=== Provided text ===
To make KaTeX as consistent with TeX as possible, the `\begingroup` and
`\endgroup` that are produced by [Groups](#groups) are also emulated in the
KaTeX environment, so macro definitions should be isolated as you expect.
### Images
#### Figures
Pandoc's [implicit
figures](https://pandoc.org/MANUAL.html#extension-implicit_figures) are enabled,
so images which are alone in a paragraph are automatically converted to figures:
![A single pixel image, wow!](test/1px.png "This is the alt text shown to screen readers (it defaults to the caption)"){width=10em}
To prevent this, add a backslash at the end of the line with the image:
![A single pixel image, wow!](test/1px.png "This is the alt text shown to screen readers"){width=10em}\
#### Image gathering
Images are automatically searched for in the directory where each markdown file is
(including partials) and also in directories listed in the `--lookup-dirs`
command line parameter. After processing, they're all put into the folder
specified with `--public-dir`.
#### Image processing
Images are automatically processed so that they can be successfully used in both
output formats. This includes generating multiple sizes and providing a
[srcset](https://developer.mozilla.org/en-US/docs/Learn/HTML/Multimedia_and_embedding/Responsive_images).
===
## Task to carry out:
Copy the documentation passage above, starting at "To make KaTeX" and ending at "as you expect.", and swap "emulated" for "replicated" wherever it appears.
=== Provided information ===
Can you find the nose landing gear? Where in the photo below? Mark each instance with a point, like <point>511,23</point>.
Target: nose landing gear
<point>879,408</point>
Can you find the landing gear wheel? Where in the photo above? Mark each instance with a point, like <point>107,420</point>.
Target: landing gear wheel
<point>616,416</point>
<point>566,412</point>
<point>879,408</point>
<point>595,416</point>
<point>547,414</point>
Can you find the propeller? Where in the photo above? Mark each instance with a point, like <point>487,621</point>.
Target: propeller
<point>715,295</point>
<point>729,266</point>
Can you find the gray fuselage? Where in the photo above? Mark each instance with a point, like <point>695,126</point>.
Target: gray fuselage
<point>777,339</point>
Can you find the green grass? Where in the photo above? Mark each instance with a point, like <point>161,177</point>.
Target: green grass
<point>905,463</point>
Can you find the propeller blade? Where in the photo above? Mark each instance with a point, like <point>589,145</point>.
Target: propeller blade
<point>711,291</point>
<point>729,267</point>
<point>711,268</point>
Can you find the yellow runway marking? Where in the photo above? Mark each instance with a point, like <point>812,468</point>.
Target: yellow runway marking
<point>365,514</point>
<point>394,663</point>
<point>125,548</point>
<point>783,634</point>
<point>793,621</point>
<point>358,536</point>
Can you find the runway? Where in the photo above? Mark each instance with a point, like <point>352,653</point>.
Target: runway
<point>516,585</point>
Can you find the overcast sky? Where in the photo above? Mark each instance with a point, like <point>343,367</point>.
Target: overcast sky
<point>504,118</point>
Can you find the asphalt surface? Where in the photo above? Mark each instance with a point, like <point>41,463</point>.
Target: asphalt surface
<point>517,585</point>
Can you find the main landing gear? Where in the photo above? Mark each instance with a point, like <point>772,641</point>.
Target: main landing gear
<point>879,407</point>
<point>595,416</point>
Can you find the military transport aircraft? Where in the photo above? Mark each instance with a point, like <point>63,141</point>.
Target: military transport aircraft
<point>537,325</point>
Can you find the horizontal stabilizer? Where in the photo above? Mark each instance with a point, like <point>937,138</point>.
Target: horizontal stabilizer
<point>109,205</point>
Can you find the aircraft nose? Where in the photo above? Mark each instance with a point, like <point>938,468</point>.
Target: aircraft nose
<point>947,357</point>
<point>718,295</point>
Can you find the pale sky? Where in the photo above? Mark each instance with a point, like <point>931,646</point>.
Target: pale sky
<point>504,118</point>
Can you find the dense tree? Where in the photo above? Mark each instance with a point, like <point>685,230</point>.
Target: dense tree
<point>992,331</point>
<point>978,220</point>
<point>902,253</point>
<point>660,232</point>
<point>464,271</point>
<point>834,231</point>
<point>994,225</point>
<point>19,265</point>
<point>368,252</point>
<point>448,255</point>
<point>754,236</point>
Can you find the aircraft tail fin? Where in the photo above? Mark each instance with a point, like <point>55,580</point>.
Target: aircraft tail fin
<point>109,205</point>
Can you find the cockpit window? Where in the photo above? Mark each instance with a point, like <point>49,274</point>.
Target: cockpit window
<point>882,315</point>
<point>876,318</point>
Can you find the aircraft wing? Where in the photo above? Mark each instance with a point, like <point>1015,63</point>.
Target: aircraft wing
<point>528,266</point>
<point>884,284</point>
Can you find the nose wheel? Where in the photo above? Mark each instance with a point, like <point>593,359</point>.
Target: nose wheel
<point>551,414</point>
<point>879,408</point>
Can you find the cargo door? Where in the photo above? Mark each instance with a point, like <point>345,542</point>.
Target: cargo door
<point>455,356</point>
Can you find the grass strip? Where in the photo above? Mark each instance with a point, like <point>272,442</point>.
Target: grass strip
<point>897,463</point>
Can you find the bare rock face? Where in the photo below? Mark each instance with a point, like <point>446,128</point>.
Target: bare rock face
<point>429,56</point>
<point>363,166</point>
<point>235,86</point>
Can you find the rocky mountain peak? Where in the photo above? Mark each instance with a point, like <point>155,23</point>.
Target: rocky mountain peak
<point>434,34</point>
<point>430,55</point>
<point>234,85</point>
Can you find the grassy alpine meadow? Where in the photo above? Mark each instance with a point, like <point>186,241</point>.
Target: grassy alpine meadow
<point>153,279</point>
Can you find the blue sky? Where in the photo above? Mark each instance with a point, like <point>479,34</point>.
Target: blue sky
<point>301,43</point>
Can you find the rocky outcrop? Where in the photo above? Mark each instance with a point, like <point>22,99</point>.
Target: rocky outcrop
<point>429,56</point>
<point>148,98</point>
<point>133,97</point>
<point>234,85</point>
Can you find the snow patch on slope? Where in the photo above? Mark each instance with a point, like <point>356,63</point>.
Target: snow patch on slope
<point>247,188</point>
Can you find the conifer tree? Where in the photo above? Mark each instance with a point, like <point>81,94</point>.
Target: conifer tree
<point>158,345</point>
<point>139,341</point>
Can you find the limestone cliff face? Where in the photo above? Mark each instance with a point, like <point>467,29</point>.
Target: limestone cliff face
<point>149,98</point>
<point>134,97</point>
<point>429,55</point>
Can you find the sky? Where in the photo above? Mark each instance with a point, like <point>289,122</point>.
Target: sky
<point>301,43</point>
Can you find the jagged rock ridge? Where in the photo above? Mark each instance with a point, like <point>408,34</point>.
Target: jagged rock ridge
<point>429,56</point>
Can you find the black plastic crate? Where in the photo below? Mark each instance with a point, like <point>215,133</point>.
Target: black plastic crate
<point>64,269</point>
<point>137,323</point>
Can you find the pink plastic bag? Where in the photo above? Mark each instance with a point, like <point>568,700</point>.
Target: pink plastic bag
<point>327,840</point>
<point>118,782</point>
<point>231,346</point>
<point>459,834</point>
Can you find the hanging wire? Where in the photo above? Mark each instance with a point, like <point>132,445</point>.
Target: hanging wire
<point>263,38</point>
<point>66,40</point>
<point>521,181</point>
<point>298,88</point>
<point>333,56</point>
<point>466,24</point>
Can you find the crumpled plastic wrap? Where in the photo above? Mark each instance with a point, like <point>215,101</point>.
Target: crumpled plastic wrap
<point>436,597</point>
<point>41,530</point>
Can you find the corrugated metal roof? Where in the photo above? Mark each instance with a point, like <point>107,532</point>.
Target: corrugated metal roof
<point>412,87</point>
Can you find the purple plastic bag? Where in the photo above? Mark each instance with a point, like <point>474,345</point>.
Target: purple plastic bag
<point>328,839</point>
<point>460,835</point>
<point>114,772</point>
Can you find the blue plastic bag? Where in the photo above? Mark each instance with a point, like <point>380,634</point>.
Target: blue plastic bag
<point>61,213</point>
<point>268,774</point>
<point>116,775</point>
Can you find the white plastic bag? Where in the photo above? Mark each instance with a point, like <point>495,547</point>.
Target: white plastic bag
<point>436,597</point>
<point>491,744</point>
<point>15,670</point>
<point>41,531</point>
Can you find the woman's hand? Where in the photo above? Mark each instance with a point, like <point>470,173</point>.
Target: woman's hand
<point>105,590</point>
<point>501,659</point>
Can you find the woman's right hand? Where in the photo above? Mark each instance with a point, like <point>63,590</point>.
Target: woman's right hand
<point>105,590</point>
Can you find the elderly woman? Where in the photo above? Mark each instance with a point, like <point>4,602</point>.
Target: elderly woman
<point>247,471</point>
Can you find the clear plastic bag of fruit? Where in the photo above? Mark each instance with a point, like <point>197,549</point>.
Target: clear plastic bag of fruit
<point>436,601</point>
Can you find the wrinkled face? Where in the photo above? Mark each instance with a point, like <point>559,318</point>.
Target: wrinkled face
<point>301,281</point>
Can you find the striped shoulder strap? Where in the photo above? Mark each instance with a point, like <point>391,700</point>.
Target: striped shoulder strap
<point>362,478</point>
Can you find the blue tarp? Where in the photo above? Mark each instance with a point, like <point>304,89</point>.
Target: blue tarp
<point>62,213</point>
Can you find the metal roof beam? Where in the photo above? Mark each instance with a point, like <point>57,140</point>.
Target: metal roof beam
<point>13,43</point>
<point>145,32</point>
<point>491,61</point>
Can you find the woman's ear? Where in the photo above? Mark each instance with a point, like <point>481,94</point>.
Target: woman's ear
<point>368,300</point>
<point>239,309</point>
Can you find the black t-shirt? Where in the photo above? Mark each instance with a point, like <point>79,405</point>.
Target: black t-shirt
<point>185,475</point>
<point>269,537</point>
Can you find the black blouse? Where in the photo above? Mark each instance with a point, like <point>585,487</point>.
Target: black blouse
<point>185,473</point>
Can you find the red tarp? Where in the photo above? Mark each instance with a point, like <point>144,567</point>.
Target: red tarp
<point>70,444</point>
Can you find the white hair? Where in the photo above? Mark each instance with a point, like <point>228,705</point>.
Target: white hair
===
## Answer below:
To make KaTeX as consistent with TeX as possible, the `\begingroup` and
`\endgroup` that are produced by [Groups](#groups) are also replicated in the
KaTeX environment, so macro definitions should be isolated as you expect.